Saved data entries
· · · · ·
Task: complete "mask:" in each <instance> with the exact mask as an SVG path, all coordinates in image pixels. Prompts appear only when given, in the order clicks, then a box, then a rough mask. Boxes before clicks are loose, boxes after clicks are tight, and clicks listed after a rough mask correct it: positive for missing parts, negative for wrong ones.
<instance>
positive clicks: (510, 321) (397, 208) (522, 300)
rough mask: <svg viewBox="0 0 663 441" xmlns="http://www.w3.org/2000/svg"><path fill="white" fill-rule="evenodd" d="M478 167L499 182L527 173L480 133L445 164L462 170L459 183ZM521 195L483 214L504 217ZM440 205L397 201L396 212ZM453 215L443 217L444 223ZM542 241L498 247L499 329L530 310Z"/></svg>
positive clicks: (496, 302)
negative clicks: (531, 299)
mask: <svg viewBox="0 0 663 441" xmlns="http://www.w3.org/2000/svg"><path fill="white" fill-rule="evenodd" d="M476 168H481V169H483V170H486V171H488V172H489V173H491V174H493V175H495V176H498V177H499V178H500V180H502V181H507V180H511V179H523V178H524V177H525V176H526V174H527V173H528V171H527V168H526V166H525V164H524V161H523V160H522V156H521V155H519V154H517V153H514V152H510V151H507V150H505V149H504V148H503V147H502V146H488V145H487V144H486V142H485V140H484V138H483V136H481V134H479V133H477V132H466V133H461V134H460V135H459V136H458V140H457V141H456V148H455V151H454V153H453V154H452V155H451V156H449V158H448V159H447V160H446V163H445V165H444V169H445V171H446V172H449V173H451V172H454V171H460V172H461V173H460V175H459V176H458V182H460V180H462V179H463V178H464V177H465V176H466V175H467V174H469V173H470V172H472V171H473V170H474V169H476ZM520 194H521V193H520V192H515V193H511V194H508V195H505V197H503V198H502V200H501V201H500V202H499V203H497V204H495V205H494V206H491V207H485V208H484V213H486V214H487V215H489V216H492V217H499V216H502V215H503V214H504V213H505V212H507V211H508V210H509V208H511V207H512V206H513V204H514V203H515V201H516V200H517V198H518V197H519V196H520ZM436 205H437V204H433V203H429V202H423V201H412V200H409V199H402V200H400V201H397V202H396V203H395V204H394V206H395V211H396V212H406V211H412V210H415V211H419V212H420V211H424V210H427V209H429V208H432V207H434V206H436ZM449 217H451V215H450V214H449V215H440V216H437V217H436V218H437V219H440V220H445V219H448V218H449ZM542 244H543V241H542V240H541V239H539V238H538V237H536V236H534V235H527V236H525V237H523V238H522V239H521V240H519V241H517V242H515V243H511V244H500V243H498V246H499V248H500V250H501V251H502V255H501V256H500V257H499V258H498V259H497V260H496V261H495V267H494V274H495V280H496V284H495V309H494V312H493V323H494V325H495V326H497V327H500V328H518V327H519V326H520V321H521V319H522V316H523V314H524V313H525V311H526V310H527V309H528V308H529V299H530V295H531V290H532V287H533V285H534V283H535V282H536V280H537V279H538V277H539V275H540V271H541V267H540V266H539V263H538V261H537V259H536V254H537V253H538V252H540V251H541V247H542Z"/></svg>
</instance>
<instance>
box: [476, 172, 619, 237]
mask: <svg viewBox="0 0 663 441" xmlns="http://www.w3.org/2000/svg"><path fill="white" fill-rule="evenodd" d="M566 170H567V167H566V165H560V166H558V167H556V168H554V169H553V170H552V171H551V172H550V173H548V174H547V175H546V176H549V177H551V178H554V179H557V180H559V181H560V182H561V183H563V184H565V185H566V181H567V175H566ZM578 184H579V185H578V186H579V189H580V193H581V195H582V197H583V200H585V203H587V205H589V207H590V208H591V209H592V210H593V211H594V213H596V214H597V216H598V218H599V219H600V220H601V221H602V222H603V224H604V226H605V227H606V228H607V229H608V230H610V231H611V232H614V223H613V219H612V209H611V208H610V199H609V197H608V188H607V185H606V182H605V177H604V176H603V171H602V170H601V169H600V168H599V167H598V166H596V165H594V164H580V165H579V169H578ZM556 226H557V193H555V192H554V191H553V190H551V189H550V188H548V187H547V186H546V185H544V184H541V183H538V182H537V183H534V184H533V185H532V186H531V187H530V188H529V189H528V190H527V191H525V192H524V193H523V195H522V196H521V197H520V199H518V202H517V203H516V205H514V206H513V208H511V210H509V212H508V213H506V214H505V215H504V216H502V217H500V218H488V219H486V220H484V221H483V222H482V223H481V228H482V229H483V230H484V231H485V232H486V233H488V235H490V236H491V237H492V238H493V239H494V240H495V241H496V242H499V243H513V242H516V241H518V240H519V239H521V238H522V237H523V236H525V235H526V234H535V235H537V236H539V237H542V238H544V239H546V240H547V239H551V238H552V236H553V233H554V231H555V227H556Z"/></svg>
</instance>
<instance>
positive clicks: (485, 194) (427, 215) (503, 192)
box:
· · · · ·
Required action » Up to and including the line with "positive clicks: (496, 302)", output each line of the entries above exactly, starting from the first.

The answer »
Task: complete "mask:" in each <instance> with the exact mask as an SVG path, all coordinates in image pixels. Prompts appear only when given, in the order clicks, then a box, then a rough mask. Boxes before clicks are loose, boxes after clicks are tight, and clicks listed after a rough mask correct it: positive for missing parts, negative for wrong ones.
<instance>
positive clicks: (510, 321) (397, 208) (522, 300)
rough mask: <svg viewBox="0 0 663 441" xmlns="http://www.w3.org/2000/svg"><path fill="white" fill-rule="evenodd" d="M478 167L499 182L527 173L480 133L445 164L462 170L459 183ZM521 195L483 214L504 217ZM440 205L397 201L396 212ZM453 215L443 217L444 223ZM542 241L498 247L499 329L530 310Z"/></svg>
positive clicks: (496, 302)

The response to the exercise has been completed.